● Интервью:
════════

Ельцин Центр

Интервью с Людмилой Пихоя

 
 – Как Ельцин принял решение избираться на второй президентский срок?
Все решения проблем поступали по мере накопления этих проблем. Вот появлялась проблема – мы как бы ее решали. Проблема – избираться или не избираться Борису Николаевичу, вопросы своего будущего – вот так загодя думать: так, вот Борис Николаевич если меня вдруг выгонит, куда я пойду, чем я буду заниматься – никогда не задумывалась. Не потому что я просто вообще такая легкомысленная, ни о чем не думающая вперед, нет, наоборот, я человек достаточно прагматичный. И даже очень прагматичный. А просто не было времени задумываться как-то о том, а что будет, если вот… Ну, думаю: возникнет проблема – буду думать. Ну, как в известном фильме: этот вопрос я решу завтра. Да? Вот. Подумаю о нем завтра. 
 
В книге написано – Коржаков написал об этом подробно, некоторые другие – о том, что была попытка избежать выборов. Но мы сразу, и я, и все помощники… Я не буду сейчас подробно рассказывать, в книге все есть, что мы однажды… как бы Борис Николаевич нас пригласил к себе, довольно рано утром, сказал: «Завтра в восемь часов утра быть всем у меня в кабинете. Будет решаться серьезный вопрос». Потом что когда появились замеры его рейтинга, на уровне 2-3 процентов, это погрешность социологическая, это… это не рейтинг. Считайте, что его никакого нет. Вот размер погрешности. И потом был назначен там Олег 
Олег Сосковец – первый заместитель Председателя Правительства РФ (1993–1996)
 во главе этой команды, человек, не имеющий опыта работы в политических таких кампаниях серьезных. Ну а, кроме преданности и желания победить, больше ничего не было, а этого не достаточно. Там должны были все-таки так как бы покруче профессионалы-то работать. Поэтому была попытка-то такая – избежать этих выборов, разогнать Думу – и так далее, и так далее. Но вечером мы собрались снова с помощниками и сказали, что мы будем против. Мы будем категорически против этих предложений, категорически. От кого бы они ни исходили, от Бориса Николаевича, от Коржакова, от них обоих, от силовиков. Категорически против! Тем более мы понимали – перед этим были какие-то, так сказать, встречи, беседы, там, а возможно, а то, а се, – мы понимали, что силовики его не поддержат в этом случае ни за что. 
 
 – Действительно ли в 1996 г. президент Ельцин рассматривал возможность отмены выборов и роспуска Госдумы?

════════

● Выдержки из записей:

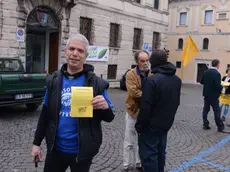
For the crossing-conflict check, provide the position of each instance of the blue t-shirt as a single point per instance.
(67, 132)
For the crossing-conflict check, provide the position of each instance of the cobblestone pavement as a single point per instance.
(189, 147)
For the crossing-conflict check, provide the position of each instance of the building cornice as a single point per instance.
(190, 2)
(121, 12)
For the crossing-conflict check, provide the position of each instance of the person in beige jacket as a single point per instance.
(134, 82)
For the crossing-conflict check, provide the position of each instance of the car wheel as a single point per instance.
(32, 106)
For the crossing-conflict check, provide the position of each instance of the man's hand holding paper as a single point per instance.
(83, 103)
(99, 102)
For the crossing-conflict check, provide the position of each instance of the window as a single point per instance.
(156, 40)
(180, 44)
(208, 17)
(137, 1)
(222, 16)
(86, 28)
(114, 34)
(137, 39)
(133, 66)
(205, 43)
(183, 18)
(156, 4)
(112, 72)
(178, 64)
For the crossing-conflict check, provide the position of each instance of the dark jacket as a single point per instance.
(89, 129)
(160, 101)
(227, 91)
(211, 81)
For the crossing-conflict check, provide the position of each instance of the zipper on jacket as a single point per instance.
(57, 113)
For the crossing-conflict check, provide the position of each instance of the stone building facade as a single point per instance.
(122, 25)
(207, 21)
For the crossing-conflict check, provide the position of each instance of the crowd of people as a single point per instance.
(153, 97)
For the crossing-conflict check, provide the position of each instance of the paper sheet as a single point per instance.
(81, 106)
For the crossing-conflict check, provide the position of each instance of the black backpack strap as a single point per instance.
(49, 82)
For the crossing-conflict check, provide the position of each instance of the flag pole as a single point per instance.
(182, 72)
(204, 60)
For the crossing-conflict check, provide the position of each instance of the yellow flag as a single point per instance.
(190, 50)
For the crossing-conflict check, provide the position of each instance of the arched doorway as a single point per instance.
(42, 40)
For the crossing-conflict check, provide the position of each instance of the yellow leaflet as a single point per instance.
(81, 106)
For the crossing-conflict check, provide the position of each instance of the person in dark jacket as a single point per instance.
(225, 91)
(212, 88)
(72, 142)
(159, 104)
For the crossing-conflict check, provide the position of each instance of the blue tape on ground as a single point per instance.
(215, 165)
(200, 156)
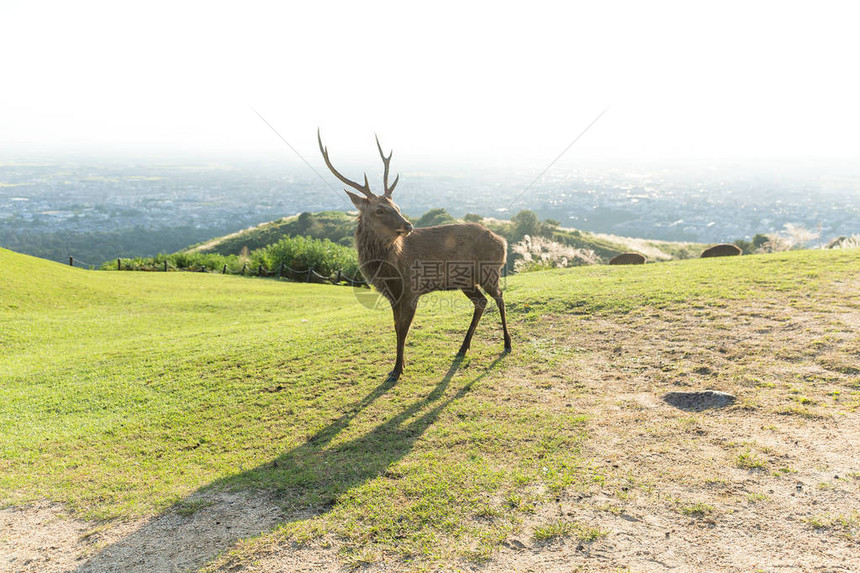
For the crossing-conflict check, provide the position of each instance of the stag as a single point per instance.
(404, 263)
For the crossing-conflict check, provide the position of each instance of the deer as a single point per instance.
(403, 263)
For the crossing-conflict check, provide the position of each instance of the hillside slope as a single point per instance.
(151, 421)
(339, 227)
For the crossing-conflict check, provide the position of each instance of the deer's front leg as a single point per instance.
(403, 314)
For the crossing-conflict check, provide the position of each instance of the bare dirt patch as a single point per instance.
(44, 538)
(770, 482)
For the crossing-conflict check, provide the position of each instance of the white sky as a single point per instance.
(478, 81)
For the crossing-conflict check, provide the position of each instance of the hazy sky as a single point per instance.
(479, 81)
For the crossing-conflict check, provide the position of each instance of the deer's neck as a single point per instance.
(378, 257)
(374, 248)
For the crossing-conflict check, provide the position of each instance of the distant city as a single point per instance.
(105, 209)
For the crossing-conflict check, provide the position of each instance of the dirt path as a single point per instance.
(770, 483)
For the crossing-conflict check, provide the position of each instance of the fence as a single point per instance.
(308, 275)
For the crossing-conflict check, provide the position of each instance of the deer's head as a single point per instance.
(378, 211)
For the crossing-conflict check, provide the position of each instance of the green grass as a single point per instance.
(124, 394)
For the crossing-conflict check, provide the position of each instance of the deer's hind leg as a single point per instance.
(480, 302)
(404, 312)
(495, 291)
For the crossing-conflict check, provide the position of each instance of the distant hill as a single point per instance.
(336, 226)
(339, 227)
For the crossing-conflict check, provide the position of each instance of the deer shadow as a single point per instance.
(307, 481)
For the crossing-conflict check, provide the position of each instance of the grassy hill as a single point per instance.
(335, 226)
(125, 396)
(339, 227)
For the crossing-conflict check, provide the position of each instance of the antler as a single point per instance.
(385, 160)
(363, 188)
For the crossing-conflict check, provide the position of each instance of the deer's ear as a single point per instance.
(359, 202)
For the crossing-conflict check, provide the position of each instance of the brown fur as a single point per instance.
(723, 250)
(404, 263)
(627, 259)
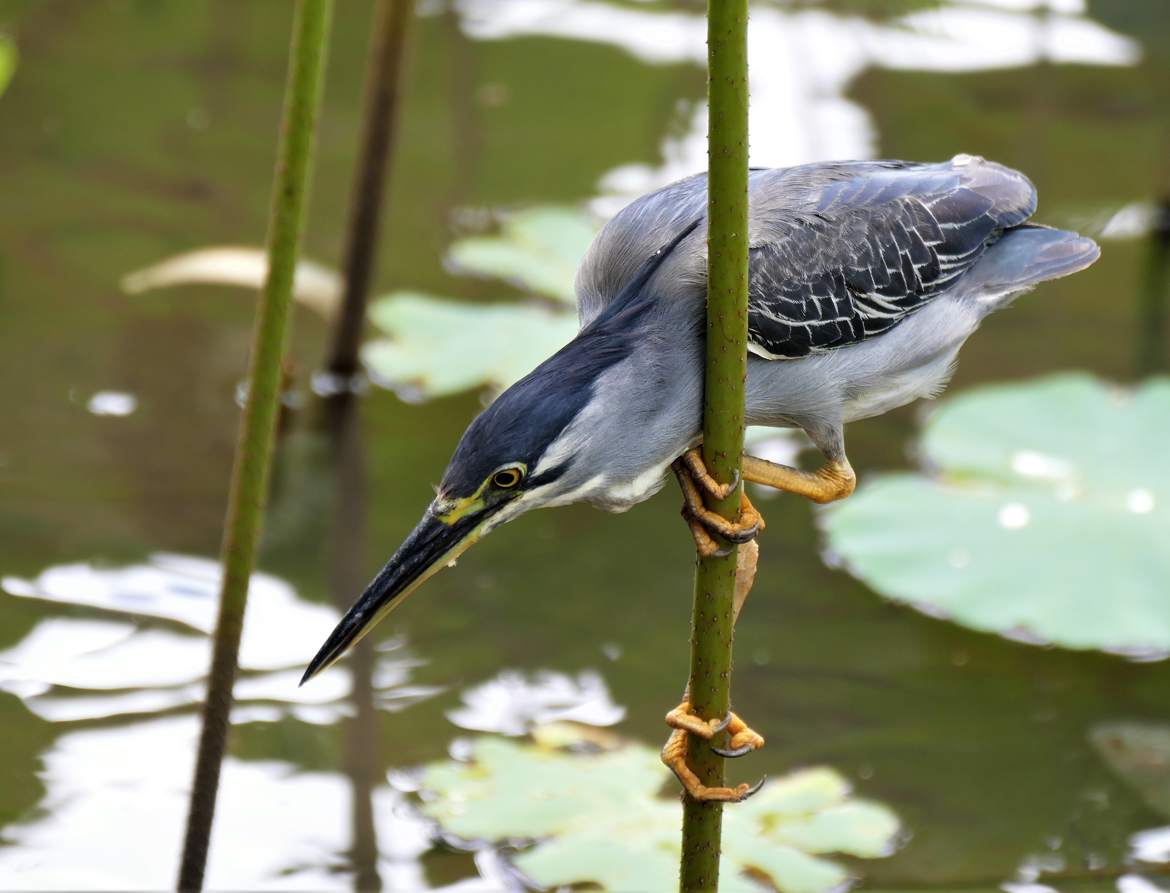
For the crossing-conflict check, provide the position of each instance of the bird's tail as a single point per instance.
(1024, 258)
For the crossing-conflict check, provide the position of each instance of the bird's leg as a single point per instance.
(683, 722)
(832, 481)
(693, 474)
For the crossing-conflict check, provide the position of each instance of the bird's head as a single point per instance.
(524, 451)
(542, 442)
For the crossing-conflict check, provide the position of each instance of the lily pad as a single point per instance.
(598, 817)
(1044, 517)
(538, 249)
(438, 347)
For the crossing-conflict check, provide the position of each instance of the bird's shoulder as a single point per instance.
(839, 252)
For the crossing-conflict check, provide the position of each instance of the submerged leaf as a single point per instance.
(438, 347)
(315, 286)
(597, 817)
(538, 249)
(1046, 521)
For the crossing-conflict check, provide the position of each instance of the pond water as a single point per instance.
(136, 130)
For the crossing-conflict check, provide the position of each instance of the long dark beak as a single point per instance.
(431, 547)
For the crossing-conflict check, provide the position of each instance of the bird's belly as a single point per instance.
(910, 362)
(875, 398)
(625, 494)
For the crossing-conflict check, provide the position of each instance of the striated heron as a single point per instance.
(865, 280)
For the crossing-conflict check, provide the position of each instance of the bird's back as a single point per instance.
(840, 252)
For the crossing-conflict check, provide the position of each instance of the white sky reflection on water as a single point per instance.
(802, 64)
(116, 803)
(513, 703)
(125, 661)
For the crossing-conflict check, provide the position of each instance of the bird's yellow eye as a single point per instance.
(506, 478)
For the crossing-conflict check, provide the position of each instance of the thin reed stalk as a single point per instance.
(253, 455)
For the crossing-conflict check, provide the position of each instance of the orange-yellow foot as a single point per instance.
(693, 475)
(674, 753)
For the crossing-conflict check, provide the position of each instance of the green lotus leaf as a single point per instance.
(1045, 516)
(599, 817)
(436, 347)
(538, 249)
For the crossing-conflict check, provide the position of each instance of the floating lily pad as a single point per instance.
(599, 817)
(438, 347)
(1045, 517)
(538, 249)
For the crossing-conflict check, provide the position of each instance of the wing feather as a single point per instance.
(866, 251)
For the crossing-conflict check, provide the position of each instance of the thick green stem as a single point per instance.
(387, 50)
(253, 454)
(723, 417)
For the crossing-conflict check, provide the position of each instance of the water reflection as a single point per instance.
(116, 801)
(144, 647)
(803, 63)
(513, 703)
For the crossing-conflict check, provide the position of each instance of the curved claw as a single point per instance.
(722, 725)
(731, 753)
(744, 535)
(754, 789)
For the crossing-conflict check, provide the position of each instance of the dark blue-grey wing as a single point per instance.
(872, 248)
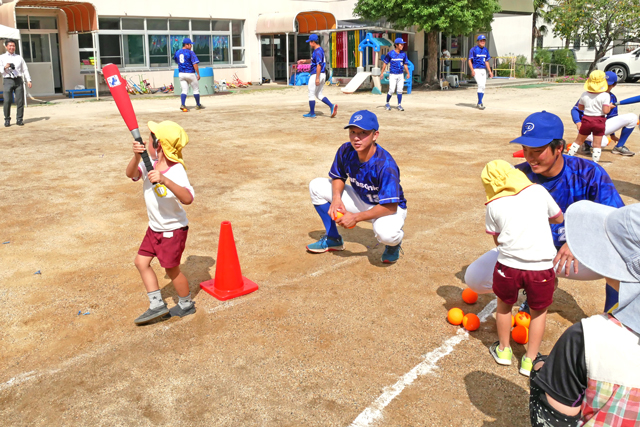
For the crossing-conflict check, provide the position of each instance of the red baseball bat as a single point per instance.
(118, 87)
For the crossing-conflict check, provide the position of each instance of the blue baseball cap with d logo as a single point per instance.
(363, 119)
(539, 129)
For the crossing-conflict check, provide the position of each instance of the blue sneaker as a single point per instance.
(326, 244)
(391, 254)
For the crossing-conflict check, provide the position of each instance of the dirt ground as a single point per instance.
(325, 335)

════════

● Задание:
Ответьте на вопросы по интервью:
1. К какому часу Борис Николаевич велел всем прийти к нему в кабинет?
2. Какой рейтинг Ельцина показали замеры?
3. Кто был назначен во главе команды?

● Ответ:
1. К восьми часам утра.
2. На уровне 2–3 процентов.
3. Олег Сосковец, первый заместитель Председателя Правительства РФ (1993–1996).